##### DOCUMENT EXTRACT #####

Most of my past research has involved solving or trying to solve computationally demanding problems. I have used various techniques including genetic algorithms, randomization, parallel search, and the use of constraint solving tools.  I have worked with linear programming solvers, integer programming solvers, and constraint satisfaction solvers. I have also written much parallel code using threads on shared memory systems and message passing libraries on a network of workstations.  As of late, I have focused on multithreaded parallel constraint programming.  Here we combine two very powerful software tools, threads and constraint programming, to solve computationally demanding problems.

My thesis, entitled "Multithreaded Constraint Programming and Applications", addresses the fundamental issues concerning the problem of application-based multithreaded constraint programming. The focus of the thesis is on methods for achieving application-based parallelism in constraint programming using threads. It presents algorithms such as Dynamic Thread Creation, a new dynamic load balancing scheme specific to multithreading and the Multithreaded Least Discrepancy Search and Multithreaded Best-First With Backtracking Search, two new parallel search strategies that break away from the classic backtracking schemes normally associated with constraint programming. These new algorithms are applied to benchmark resource allocation problems with data from the literature and empirical results are reported.

As a result of this work we have found that application-based multithreading is an effective means for improving the performance of constraint programming on difficult combinatorial problems. In particular, through the benchmark problems, we have shown that multithreading can improve performance in three ways.

1. Multithreading can decrease the execution time of an application.

2. Multithreading can increase the size problems that an application can solve.

3. Multithreading can improve the quality of solutions of an application that is limited by time.

#####

- _TASK LIST_:
**a.** According to the research summary, what is the title of the thesis?
**b.** Rewrite the paragraph of the research summary that begins "My thesis, entitled" as a short bulleted list that keeps its main facts.
**c.** Write out everything in the research summary from "As a result" down to "application can solve.".
The records are not needed.

##### LISTED RECORDS #####

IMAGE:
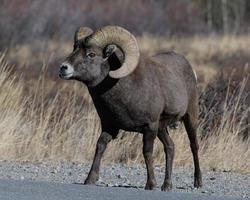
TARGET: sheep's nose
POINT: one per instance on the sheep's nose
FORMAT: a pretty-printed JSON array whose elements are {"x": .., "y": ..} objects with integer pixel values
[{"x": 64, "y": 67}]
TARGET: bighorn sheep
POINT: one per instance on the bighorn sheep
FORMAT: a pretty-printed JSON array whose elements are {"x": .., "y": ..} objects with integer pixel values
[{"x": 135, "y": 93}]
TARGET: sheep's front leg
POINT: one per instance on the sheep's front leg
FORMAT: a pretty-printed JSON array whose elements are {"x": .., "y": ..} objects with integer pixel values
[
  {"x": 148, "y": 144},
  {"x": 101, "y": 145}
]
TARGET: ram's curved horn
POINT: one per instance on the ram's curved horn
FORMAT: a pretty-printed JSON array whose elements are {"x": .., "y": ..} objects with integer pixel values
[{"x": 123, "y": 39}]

#####
##### LISTED RECORDS #####

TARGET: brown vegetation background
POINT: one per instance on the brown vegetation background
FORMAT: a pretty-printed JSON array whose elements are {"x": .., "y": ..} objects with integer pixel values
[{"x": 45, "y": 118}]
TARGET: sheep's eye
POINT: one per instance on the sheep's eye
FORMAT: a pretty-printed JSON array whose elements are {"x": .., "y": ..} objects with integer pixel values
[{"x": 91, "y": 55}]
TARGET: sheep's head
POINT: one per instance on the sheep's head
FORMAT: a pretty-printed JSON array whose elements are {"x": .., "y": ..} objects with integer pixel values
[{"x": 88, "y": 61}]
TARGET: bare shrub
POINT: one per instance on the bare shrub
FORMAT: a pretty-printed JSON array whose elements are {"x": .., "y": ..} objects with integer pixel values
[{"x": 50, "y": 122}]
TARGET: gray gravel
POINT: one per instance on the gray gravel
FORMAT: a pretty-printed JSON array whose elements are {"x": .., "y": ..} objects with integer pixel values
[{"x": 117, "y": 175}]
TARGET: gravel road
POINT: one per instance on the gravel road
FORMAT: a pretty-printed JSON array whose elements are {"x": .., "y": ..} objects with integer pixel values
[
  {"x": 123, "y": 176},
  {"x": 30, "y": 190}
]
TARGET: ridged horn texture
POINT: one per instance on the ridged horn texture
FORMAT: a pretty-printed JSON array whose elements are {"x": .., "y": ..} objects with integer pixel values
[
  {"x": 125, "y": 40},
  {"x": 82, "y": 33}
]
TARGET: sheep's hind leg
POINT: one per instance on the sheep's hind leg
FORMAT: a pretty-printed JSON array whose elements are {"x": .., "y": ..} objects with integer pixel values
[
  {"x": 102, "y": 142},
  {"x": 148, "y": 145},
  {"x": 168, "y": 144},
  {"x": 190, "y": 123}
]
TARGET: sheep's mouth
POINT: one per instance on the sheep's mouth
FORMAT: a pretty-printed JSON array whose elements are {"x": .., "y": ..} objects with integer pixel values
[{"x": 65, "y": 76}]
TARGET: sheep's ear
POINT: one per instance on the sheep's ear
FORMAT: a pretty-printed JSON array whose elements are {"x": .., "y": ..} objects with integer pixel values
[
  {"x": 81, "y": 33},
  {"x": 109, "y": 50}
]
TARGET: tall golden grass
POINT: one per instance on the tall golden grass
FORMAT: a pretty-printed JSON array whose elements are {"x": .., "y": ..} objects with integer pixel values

#####

- _RESULTS_:
**a.** "Multithreaded Constraint Programming and Applications"

**b.**
- Thesis: "Multithreaded Constraint Programming and Applications"
- Subject: application-based multithreaded constraint programming, with a focus on achieving application-based parallelism in constraint programming using threads
- Dynamic Thread Creation: a new dynamic load balancing scheme specific to multithreading
- Multithreaded Least Discrepancy Search and Multithreaded Best-First With Backtracking Search: two new parallel search strategies that break away from the classic backtracking schemes of constraint programming
- Evaluation: the algorithms are applied to benchmark resource allocation problems using data from the literature, and empirical results are reported

**c.**
As a result of this work we have found that application-based multithreading is an effective means for improving the performance of constraint programming on difficult combinatorial problems. In particular, through the benchmark problems, we have shown that multithreading can improve performance in three ways.

1. Multithreading can decrease the execution time of an application.

2. Multithreading can increase the size problems that an application can solve.